── Data to process ──

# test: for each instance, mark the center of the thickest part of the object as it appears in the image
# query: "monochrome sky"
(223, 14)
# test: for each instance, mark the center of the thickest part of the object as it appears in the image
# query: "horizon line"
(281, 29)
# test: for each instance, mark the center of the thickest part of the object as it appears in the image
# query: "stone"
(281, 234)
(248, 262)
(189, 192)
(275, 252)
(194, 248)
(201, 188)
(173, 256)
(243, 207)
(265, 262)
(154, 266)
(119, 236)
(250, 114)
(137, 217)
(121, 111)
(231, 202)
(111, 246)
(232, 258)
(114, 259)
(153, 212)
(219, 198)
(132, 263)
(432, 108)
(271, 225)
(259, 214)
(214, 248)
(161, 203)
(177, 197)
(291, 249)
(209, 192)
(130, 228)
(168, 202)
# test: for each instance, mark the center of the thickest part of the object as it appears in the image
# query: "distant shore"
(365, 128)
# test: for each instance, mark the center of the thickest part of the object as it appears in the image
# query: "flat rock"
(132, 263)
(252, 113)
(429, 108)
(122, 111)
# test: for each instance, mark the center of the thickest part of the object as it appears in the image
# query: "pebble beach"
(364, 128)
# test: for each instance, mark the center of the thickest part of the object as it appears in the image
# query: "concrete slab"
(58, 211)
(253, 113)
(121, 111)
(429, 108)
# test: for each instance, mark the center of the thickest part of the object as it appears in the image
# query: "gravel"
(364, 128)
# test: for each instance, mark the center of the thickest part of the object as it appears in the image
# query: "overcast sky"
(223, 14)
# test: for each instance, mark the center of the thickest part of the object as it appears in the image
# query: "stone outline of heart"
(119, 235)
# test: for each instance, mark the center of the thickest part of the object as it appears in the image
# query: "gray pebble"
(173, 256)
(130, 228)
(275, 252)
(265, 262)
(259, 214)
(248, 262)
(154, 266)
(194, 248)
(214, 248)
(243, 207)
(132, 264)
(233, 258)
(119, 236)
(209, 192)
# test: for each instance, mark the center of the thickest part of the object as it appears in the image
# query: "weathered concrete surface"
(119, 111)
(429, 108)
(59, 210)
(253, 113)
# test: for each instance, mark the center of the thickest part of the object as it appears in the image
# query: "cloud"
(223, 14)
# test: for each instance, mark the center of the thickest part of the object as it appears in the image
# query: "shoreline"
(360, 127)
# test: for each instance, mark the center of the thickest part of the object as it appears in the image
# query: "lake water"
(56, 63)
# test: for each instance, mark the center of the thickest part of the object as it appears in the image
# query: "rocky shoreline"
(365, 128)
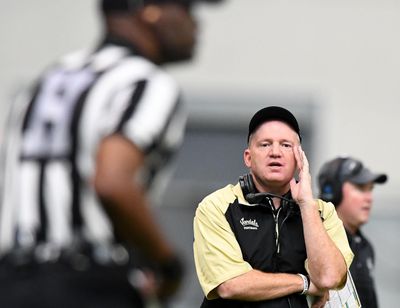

───

Please give the data above again in exact form and omit every picture.

(Completed task):
# test: for each instance, mark the center of the thickest part of the object as it appears in the image
# query: "monochrome sky"
(223, 14)
# test: for each instance, mark the center of the thickest part of the object as it appears in the image
# query: "horizon line"
(281, 29)
# test: for each instance, mark the center of the thickest part of the object as it appears in the image
# query: "stone"
(281, 234)
(248, 262)
(189, 192)
(275, 252)
(194, 248)
(201, 188)
(173, 256)
(243, 207)
(265, 262)
(154, 266)
(119, 236)
(250, 114)
(137, 217)
(121, 111)
(231, 202)
(111, 246)
(232, 258)
(114, 259)
(153, 212)
(219, 198)
(132, 263)
(432, 108)
(271, 225)
(259, 214)
(214, 248)
(161, 203)
(177, 197)
(291, 249)
(209, 192)
(130, 228)
(168, 202)
# test: for each instance, mark the center of the thickest part of the object as it appears in the image
# query: "distant shore"
(365, 128)
# test: for each instance, mark the center of the thickest part of the object as it appears in the image
# query: "flat rock"
(132, 263)
(252, 113)
(429, 108)
(122, 111)
# test: for each instance, mark the center of the thickest part of the object as it appears in the image
# query: "pebble beach"
(364, 128)
# test: for each instance, mark the center of the thickest part of the object as it appears in the image
# query: "concrete slab"
(58, 211)
(253, 113)
(121, 111)
(429, 108)
# test: for each instance, mark the center of the thickest part of the object as it appears in the image
# query: "gravel"
(364, 128)
# test: for each instance, mark the center of the thickest part of the object as it appears in the image
# query: "overcast sky"
(223, 14)
# test: for each instance, mark the center of the thickest part of the object as it appears in the image
# query: "stone outline of heart"
(119, 235)
# test: for each instance, mark the center of the thickest part of the object as it appears in the image
# query: "gray pebble"
(173, 256)
(130, 228)
(275, 252)
(265, 262)
(259, 214)
(248, 262)
(154, 266)
(194, 248)
(214, 248)
(243, 207)
(132, 264)
(233, 258)
(119, 236)
(209, 192)
# test: for each instance, mark the center of the thickest part of the object as it appears in the image
# query: "weathered concrete surface"
(119, 111)
(429, 108)
(59, 210)
(253, 113)
# test: for each instance, mark the center of the thickest part of the object as it appears in the image
# query: "cloud"
(223, 14)
# test: for each instance, mark the center of the thickest part of the object as it appears in the image
# query: "shoreline"
(360, 127)
# test: for each instance, mark the center of the thickest part of the object as it appears in the image
# query: "lake water"
(56, 63)
# test: for each instance, mark the center of the thickest part of the object as it appears in the image
# query: "rocky shoreline"
(365, 128)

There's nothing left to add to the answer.